» **Stated exercise**: Copy every line of the records below word for word, but leave out the pictures.

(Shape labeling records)
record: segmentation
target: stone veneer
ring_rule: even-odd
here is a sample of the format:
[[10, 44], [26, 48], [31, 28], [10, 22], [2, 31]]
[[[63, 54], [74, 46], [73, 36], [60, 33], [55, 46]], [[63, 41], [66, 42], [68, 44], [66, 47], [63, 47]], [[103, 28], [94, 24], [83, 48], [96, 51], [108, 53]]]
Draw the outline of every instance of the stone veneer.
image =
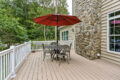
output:
[[73, 0], [73, 15], [82, 21], [75, 25], [76, 53], [96, 58], [101, 46], [101, 0]]

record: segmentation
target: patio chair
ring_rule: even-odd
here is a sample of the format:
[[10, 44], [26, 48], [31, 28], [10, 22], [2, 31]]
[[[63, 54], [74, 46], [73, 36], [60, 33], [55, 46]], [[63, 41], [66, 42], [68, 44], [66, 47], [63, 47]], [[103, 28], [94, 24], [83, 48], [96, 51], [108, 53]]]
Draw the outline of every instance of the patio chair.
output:
[[56, 46], [56, 45], [57, 45], [57, 42], [52, 42], [50, 45], [55, 45], [55, 46]]
[[45, 59], [47, 54], [49, 54], [51, 56], [51, 59], [53, 61], [53, 58], [52, 58], [53, 51], [48, 49], [48, 48], [46, 48], [44, 44], [42, 44], [42, 47], [43, 47], [43, 61], [44, 61], [44, 59]]
[[66, 54], [68, 54], [69, 59], [71, 60], [70, 51], [71, 51], [72, 43], [70, 43], [70, 46], [64, 45], [64, 47], [66, 48]]
[[69, 54], [67, 54], [70, 47], [68, 45], [63, 45], [60, 53], [58, 54], [58, 57], [60, 59], [59, 65], [61, 64], [63, 59], [67, 60], [67, 63], [69, 64]]

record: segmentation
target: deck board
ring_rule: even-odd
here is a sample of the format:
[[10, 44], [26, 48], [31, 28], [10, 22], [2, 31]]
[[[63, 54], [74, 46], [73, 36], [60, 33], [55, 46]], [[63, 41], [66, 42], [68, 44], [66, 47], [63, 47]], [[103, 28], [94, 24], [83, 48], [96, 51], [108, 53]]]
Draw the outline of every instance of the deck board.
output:
[[12, 80], [120, 80], [120, 65], [104, 60], [88, 60], [71, 51], [70, 63], [43, 61], [42, 51], [31, 53]]

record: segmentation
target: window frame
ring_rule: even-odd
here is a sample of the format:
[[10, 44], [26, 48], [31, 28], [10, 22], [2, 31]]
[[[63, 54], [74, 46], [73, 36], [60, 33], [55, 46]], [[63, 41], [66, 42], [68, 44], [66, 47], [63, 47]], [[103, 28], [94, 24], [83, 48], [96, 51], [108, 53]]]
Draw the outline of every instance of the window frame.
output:
[[62, 40], [63, 41], [69, 40], [69, 31], [68, 30], [62, 32]]
[[112, 13], [118, 12], [118, 11], [120, 11], [120, 10], [116, 10], [116, 11], [113, 11], [113, 12], [107, 14], [107, 52], [110, 52], [113, 54], [120, 54], [120, 52], [110, 50], [110, 24], [109, 24], [109, 21], [112, 19], [120, 18], [120, 15], [113, 16], [113, 17], [109, 17], [109, 15]]

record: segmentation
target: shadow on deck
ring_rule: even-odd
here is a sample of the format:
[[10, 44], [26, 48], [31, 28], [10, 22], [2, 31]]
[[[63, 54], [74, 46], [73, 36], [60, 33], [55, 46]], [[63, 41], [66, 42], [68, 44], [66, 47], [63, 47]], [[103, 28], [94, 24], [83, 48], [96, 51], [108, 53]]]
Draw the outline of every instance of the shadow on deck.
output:
[[42, 58], [42, 51], [31, 53], [13, 80], [120, 80], [120, 66], [104, 60], [87, 60], [74, 51], [70, 64]]

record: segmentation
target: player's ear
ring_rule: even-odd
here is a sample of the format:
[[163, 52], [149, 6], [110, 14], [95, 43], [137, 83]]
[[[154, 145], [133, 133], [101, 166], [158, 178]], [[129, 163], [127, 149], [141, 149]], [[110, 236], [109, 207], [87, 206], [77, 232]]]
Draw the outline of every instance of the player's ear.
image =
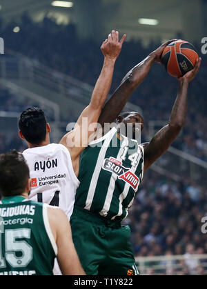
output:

» **Reply to the task**:
record: segmentation
target: stone veneer
ring_rule: even-odd
here is a sample of the format:
[[10, 44], [26, 48], [31, 28], [10, 22], [2, 31]]
[[[63, 54], [74, 46], [73, 36], [60, 33], [55, 46]], [[63, 41], [66, 42], [68, 44], [66, 47], [63, 47]], [[103, 28], [94, 24], [83, 48], [96, 51], [108, 53]]]
Draw the outline of every instance of the stone veneer.
image =
output:
[[73, 0], [73, 15], [82, 21], [75, 25], [76, 53], [96, 58], [101, 46], [101, 0]]

record: segmentation
target: patio chair
ring_rule: even-odd
here is a sample of the format:
[[10, 44], [26, 48], [31, 28], [10, 22], [2, 31]]
[[[63, 54], [74, 46], [73, 36], [60, 33], [55, 46]], [[63, 41], [66, 42], [68, 44], [66, 47], [63, 47]], [[103, 28], [94, 24], [83, 48], [96, 51], [108, 53]]]
Draw the outline of every instance of the patio chair.
output:
[[56, 46], [56, 45], [57, 45], [57, 42], [52, 42], [50, 45], [55, 45], [55, 46]]
[[45, 59], [47, 54], [49, 54], [51, 56], [51, 59], [53, 61], [53, 58], [52, 58], [53, 51], [48, 49], [48, 48], [46, 48], [44, 44], [42, 44], [42, 47], [43, 47], [43, 61], [44, 61], [44, 59]]
[[66, 54], [68, 54], [69, 59], [71, 60], [70, 51], [71, 51], [72, 43], [70, 43], [70, 46], [64, 45], [64, 47], [66, 48]]
[[69, 54], [67, 54], [70, 47], [68, 45], [63, 45], [60, 53], [58, 54], [58, 57], [60, 59], [59, 65], [61, 64], [63, 59], [67, 60], [67, 63], [69, 64]]

record: segmentation
target: deck board
ring_rule: even-odd
here is a sample of the format:
[[10, 44], [26, 48], [31, 28], [10, 22], [2, 31]]
[[[63, 54], [74, 46], [73, 36], [60, 33], [55, 46]], [[63, 41], [66, 42], [68, 44], [66, 47], [63, 47]], [[103, 28], [94, 24], [83, 48], [96, 51], [108, 53]]]
Draw the outline of every instance of the deck board.
output:
[[12, 80], [120, 80], [120, 65], [104, 60], [88, 60], [71, 51], [70, 63], [43, 61], [42, 51], [31, 53]]

record: segmentation
target: window frame
ring_rule: even-odd
here is a sample of the format:
[[10, 44], [26, 48], [31, 28], [10, 22], [2, 31]]
[[[63, 54], [74, 46], [73, 36], [60, 33], [55, 46]], [[63, 41], [66, 42], [68, 44], [66, 47], [63, 47]], [[103, 28], [94, 24], [83, 48], [96, 51], [108, 53]]]
Draw the outline of every instance of the window frame.
output:
[[62, 40], [63, 41], [69, 40], [69, 31], [68, 30], [62, 32]]
[[112, 13], [118, 12], [118, 11], [120, 11], [120, 10], [116, 10], [116, 11], [113, 11], [113, 12], [107, 14], [107, 52], [110, 52], [113, 54], [120, 54], [120, 52], [110, 50], [110, 24], [109, 24], [109, 21], [112, 19], [120, 18], [120, 15], [113, 16], [113, 17], [109, 17], [109, 15]]

record: segmentation
target: shadow on deck
ring_rule: even-odd
here is a sample of the format:
[[10, 44], [26, 48], [31, 28], [10, 22], [2, 31]]
[[[63, 54], [74, 46], [73, 36], [60, 33], [55, 46]], [[63, 41], [66, 42], [68, 44], [66, 47], [63, 47]], [[103, 28], [94, 24], [83, 48], [96, 51], [108, 53]]]
Draw the outline of every instance of the shadow on deck.
output:
[[42, 58], [42, 51], [31, 53], [13, 80], [120, 80], [120, 66], [104, 60], [87, 60], [74, 51], [70, 64]]

record: segmentation
target: player's ear
ring_rule: even-odd
here is a sample of the format:
[[163, 52], [149, 6], [110, 14], [95, 43], [137, 83]]
[[[154, 145], [133, 133], [101, 166], [158, 178]], [[129, 163], [127, 149], [141, 149]], [[110, 236], [109, 207], [87, 206], [77, 232]]]
Draw the outline of every instance of the player's ear.
image =
output:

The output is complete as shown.